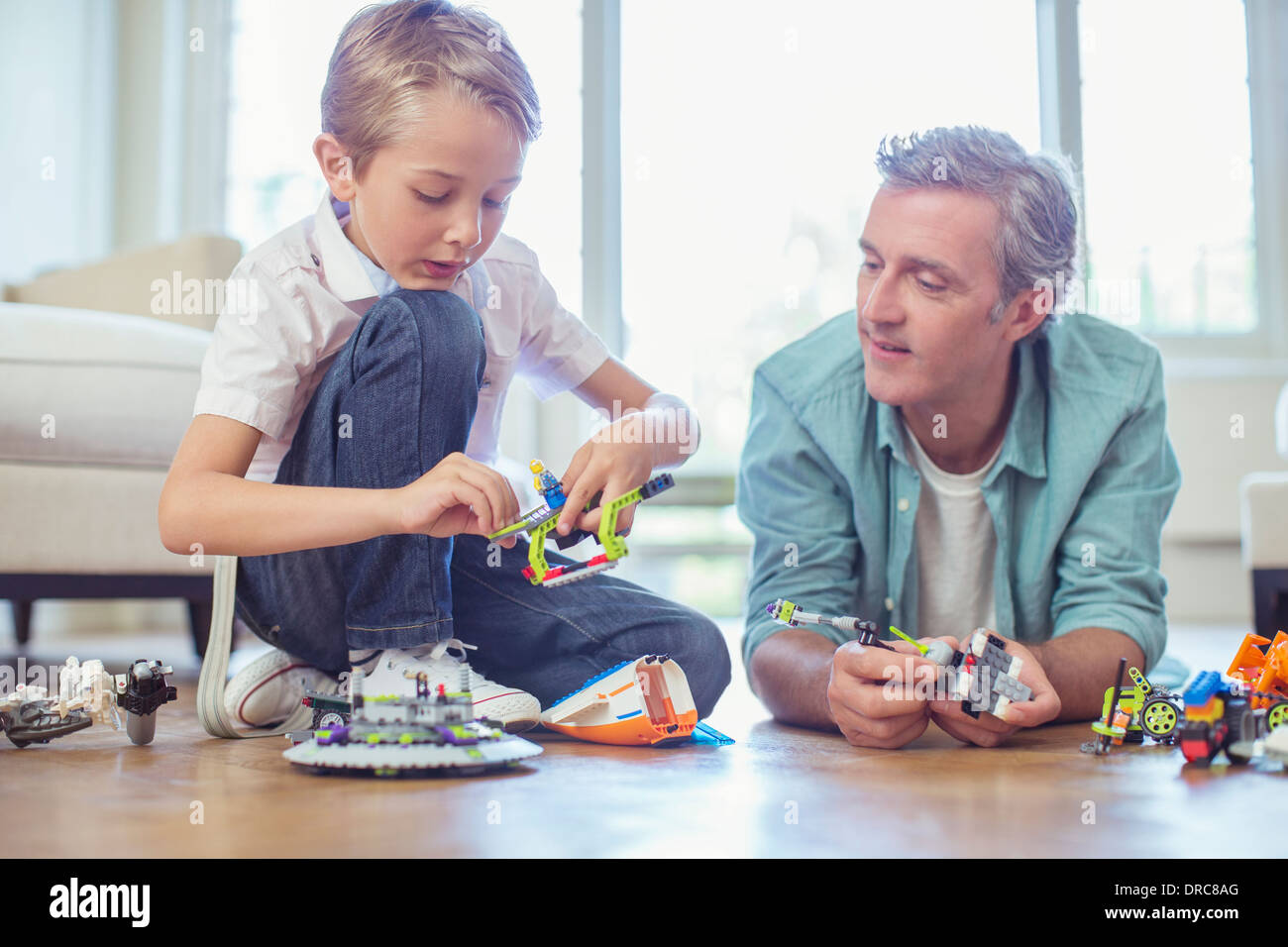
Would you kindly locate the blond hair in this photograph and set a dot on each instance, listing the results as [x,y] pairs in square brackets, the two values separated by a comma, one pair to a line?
[389,54]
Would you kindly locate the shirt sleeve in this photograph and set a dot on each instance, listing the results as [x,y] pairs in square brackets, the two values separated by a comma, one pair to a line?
[559,351]
[799,509]
[1108,560]
[258,354]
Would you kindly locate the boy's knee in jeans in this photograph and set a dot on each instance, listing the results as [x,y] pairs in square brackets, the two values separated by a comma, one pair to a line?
[447,326]
[702,654]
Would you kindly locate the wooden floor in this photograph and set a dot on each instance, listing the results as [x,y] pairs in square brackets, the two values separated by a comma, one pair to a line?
[778,791]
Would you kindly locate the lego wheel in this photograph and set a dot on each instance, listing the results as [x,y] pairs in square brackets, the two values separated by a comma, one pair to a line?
[141,728]
[1276,715]
[1159,718]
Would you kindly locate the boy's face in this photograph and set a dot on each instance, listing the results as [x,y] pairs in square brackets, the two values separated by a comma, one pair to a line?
[432,205]
[926,286]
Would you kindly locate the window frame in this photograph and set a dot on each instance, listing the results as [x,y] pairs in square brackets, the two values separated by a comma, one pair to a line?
[1266,29]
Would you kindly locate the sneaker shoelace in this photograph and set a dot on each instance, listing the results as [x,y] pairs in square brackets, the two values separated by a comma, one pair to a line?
[439,650]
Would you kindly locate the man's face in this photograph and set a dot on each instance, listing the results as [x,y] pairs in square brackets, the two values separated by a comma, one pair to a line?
[433,204]
[926,286]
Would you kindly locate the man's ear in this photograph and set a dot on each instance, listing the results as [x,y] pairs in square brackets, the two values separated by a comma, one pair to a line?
[336,165]
[1025,313]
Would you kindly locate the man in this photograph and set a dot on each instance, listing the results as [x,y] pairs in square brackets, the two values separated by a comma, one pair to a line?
[948,458]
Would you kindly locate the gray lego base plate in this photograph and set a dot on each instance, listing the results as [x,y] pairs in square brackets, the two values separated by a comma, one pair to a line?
[411,758]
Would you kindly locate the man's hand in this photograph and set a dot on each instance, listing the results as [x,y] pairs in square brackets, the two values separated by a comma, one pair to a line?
[614,462]
[874,694]
[459,495]
[990,731]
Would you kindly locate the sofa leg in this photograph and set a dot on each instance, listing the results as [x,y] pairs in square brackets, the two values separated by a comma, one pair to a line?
[198,613]
[22,618]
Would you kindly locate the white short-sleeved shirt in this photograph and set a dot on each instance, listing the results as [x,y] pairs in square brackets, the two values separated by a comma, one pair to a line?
[956,547]
[294,302]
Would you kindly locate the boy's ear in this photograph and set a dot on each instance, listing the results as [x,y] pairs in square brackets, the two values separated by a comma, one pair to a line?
[336,165]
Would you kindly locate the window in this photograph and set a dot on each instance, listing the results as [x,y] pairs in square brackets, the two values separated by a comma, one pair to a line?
[1167,157]
[748,134]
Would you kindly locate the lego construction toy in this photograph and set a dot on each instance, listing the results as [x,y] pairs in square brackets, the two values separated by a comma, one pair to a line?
[1132,712]
[1218,716]
[640,702]
[1262,667]
[983,676]
[88,693]
[394,735]
[541,521]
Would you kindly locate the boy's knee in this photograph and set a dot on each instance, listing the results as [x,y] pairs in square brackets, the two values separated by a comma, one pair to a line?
[700,651]
[446,326]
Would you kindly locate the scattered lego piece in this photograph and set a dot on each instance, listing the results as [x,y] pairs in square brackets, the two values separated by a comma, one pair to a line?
[640,702]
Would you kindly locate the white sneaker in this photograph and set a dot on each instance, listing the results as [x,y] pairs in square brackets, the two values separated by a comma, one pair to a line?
[395,673]
[267,690]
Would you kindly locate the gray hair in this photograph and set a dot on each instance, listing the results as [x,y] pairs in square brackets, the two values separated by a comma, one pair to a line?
[1034,196]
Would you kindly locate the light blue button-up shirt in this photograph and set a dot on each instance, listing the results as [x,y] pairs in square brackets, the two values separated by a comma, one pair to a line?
[1078,495]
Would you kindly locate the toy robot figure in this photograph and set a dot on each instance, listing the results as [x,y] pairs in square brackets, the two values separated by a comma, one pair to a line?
[141,690]
[88,693]
[30,716]
[548,486]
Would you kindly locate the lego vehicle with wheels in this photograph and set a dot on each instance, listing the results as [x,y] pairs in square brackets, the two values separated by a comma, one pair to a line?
[1218,715]
[1129,714]
[1261,665]
[330,711]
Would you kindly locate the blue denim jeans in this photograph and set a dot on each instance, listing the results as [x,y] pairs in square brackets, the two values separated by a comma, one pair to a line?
[399,397]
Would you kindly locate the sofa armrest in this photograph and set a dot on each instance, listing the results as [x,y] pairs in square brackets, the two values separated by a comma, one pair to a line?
[1263,514]
[125,282]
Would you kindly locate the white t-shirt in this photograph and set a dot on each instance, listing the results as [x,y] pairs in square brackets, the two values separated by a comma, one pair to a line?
[294,302]
[956,548]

------------------------------------------------------------

WHAT IS NEEDED
Nothing but the lines from the one with "Would you kindly locate the boy's knee in this" through the last line should be repeated, each exactly as it stands.

COMPLETE OUTPUT
Would you kindly locate the boy's knee in this photograph and set a dot on each instance, listing the results as [x,y] pairs in square brackets, the two values separated by a comma, one pair to a line?
[700,651]
[446,326]
Would you kindly locate the scattered lego piece in this photograph and set a dot on each instance, listing the results as [x,y] pairs in square brackets, the two values separated by a comma, one pair to a line?
[640,702]
Would you kindly locate the white sneaker in this photograph and set a dot on each instance, listing the results as [x,y] pairs in square brackets, the two values separated by a comma, one pair to a line?
[395,673]
[267,690]
Would you kindly locate the gray hair in this photograph and set a dot on each instance, listing the results as [x,y] pairs in square brackets, the two values separated by a comma, one pair to a line?
[1034,196]
Would you kindly locate the light blue button-up shirt in this photograph and set a dot on each instance, listing the results as [x,y] pairs in square brackets, the two values separated by a comma, one pair to a line?
[1078,495]
Would you kindly locate the toy robot figure in this photograph and set a dot on each instance, listing the results as [x,y] pairs in square brackets, the two values separated by a comma, one pair to a line?
[141,690]
[88,693]
[30,716]
[548,486]
Would you kindly locate the lego vehicle with wheels in this photograph and set a dot on each instance, listing the results as [x,y] pairs in square brackets, the two values separated by a comma, one pair to a line?
[1218,715]
[1129,714]
[1261,665]
[330,711]
Would you kindly locate the blue denim jeans in this photograph and set a dot on each instance, listing the results as [x,y] pairs in square brackets, the two values separated by a comma, one pair to a line?
[399,397]
Would you kindly locate the sofa armrest in this photograph and set a dot on each instance, listing the results as [x,y] pairs in square brackets, the two values separated by a comma, one pair to a line?
[1263,514]
[125,282]
Would you kindly locate the white t-shirt in this photograph and set a dot on each instance, listing the results as [x,y] pairs in square brackets, the two values separated by a comma, one pair to a line?
[294,302]
[956,548]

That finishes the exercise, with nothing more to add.